TASK GOAL |
Find each line in the listing below that contains the word "white", and copy every one of those lines.

Records drawn from a data source:

____

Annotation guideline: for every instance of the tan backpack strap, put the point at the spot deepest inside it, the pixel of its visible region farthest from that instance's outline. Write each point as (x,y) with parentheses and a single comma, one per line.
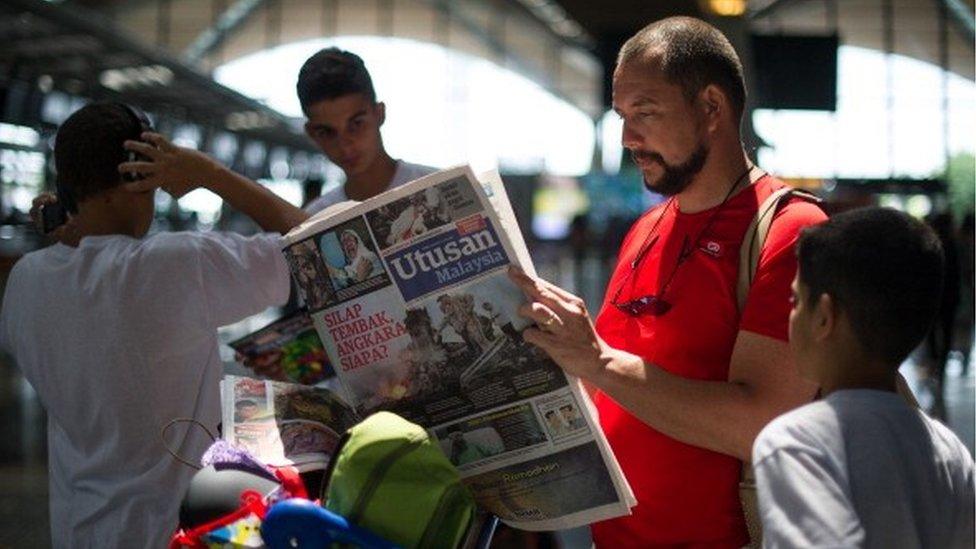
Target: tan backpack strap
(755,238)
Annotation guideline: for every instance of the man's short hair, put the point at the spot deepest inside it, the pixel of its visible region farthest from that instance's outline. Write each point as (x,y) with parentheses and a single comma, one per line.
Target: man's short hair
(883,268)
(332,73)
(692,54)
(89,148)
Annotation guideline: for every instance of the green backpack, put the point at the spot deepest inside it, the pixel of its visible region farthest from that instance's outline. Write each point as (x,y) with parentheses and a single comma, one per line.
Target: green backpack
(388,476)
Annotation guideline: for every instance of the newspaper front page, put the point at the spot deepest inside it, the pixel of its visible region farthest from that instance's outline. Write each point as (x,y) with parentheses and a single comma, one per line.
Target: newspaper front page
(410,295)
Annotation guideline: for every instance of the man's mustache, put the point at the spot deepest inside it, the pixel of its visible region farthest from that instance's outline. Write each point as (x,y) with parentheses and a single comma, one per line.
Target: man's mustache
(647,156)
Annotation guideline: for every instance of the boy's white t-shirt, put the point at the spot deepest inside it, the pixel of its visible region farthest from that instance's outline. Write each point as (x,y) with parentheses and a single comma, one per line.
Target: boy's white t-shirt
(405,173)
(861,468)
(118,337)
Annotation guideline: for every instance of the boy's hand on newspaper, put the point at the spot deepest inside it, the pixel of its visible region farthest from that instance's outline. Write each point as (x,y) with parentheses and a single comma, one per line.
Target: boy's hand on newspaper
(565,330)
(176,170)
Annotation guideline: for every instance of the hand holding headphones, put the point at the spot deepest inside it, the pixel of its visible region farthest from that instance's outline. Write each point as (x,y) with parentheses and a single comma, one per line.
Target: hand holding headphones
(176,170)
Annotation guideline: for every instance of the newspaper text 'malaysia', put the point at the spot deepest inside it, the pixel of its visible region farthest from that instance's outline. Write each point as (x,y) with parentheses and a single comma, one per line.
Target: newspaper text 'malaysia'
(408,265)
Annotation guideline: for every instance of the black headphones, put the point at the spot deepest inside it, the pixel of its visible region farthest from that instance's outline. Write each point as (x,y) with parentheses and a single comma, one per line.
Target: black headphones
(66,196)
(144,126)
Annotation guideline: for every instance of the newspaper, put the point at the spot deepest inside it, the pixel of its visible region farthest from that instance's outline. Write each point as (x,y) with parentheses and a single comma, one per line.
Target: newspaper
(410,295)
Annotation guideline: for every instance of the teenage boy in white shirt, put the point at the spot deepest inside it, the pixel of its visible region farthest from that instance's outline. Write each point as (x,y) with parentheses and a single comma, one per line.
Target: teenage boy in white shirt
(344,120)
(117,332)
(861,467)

____

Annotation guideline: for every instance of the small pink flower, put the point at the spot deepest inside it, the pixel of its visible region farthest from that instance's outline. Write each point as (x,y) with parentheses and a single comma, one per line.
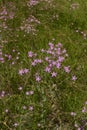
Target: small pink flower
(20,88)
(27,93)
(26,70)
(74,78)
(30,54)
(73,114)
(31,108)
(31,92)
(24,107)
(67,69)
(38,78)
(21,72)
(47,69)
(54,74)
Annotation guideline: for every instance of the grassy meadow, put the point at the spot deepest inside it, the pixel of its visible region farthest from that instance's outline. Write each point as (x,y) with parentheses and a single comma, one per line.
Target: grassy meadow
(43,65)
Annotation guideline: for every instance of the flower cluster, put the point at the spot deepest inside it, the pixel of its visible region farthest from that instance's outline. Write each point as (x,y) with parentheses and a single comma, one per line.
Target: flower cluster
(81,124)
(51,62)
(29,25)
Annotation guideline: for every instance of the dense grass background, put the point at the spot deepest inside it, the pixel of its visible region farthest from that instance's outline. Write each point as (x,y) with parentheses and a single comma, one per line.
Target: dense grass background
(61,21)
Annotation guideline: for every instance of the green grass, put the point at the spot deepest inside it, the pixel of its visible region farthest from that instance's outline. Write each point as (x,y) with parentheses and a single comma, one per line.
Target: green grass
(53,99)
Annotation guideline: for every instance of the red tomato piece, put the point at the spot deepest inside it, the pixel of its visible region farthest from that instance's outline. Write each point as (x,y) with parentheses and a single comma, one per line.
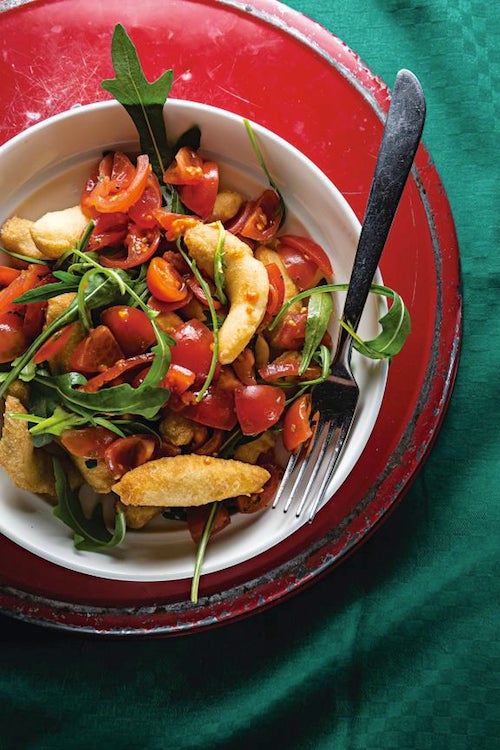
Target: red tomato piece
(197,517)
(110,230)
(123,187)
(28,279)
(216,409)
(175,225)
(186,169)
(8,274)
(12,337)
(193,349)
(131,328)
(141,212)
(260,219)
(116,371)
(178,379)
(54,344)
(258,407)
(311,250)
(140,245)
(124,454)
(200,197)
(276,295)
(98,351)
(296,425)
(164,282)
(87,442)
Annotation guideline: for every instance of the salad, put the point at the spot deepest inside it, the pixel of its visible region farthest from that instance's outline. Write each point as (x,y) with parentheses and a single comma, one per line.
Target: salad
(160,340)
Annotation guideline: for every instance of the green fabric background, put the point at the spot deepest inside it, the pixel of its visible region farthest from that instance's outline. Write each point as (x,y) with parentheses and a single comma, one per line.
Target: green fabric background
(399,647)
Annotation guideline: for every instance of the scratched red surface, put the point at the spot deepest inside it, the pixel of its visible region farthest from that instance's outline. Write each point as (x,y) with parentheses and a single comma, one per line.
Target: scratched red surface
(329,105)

____

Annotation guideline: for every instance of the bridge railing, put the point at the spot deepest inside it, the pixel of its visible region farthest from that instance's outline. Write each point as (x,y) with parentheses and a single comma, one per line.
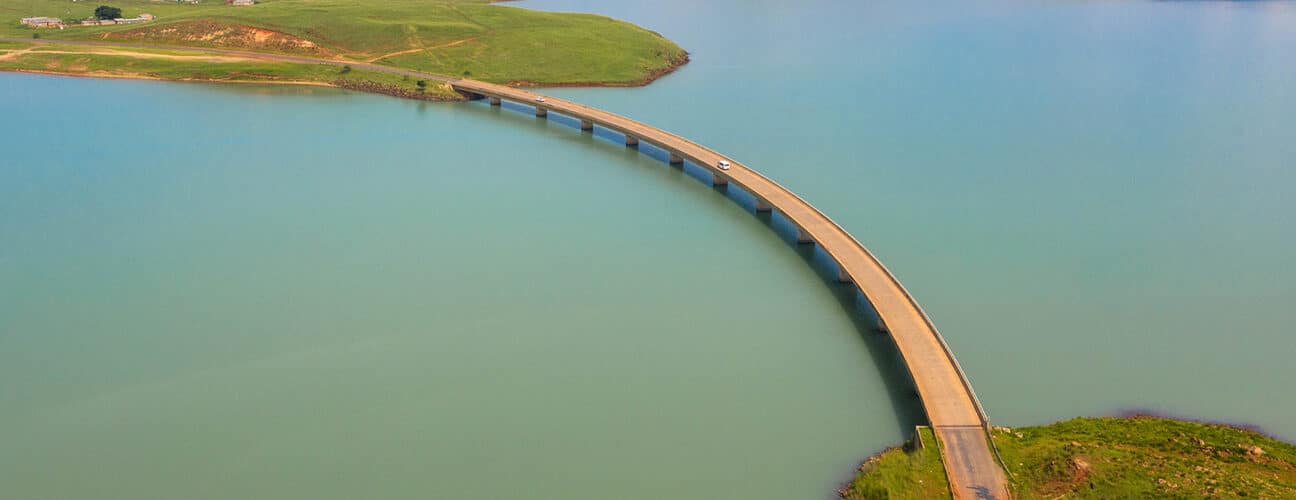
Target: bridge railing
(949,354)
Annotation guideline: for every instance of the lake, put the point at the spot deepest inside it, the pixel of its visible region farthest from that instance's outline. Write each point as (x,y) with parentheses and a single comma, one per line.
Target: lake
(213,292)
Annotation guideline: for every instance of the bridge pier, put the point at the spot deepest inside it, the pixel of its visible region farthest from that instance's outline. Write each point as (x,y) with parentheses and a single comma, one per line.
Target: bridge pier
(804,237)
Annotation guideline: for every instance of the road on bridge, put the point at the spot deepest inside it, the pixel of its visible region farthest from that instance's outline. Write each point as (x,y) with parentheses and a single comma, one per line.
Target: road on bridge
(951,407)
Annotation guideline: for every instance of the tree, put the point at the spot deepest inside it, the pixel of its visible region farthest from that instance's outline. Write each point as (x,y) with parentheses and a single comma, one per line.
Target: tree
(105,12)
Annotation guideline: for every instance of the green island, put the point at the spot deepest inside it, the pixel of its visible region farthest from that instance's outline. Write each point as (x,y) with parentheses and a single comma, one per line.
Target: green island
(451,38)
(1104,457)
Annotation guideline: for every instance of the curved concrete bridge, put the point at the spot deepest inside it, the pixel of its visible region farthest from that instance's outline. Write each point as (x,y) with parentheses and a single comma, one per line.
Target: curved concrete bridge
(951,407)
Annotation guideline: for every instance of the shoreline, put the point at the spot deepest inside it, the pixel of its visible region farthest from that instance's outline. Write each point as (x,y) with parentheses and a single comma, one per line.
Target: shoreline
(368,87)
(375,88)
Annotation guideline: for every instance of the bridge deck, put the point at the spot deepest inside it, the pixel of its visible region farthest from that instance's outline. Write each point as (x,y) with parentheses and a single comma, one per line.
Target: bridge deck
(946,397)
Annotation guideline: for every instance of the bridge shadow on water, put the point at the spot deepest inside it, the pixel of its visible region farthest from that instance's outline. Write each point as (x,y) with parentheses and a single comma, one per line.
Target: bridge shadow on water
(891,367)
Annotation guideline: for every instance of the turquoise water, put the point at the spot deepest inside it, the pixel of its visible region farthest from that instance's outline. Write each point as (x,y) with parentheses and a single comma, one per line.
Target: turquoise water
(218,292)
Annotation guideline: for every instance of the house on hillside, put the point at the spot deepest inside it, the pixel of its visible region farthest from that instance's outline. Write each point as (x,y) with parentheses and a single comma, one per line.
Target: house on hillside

____

SOLUTION TO THE EXERCISE |
Annotation guideline: for every instance of the boy's white t-shirt, put the point at the spot deepest inside it, the pixel of its visible region farthest from that instance's outline. Write each point as (x,y) with parentheses and a single comma, one per line.
Target: boy's white t-shirt
Annotation guideline: for every instance of the teenage boy in white shirt, put the point at the spot deepest inside it, the pixel of its visible region farthest from that instance's outline. Write each point as (x,y) with parentheses and a single comma, one per line.
Target: teenage boy in white shirt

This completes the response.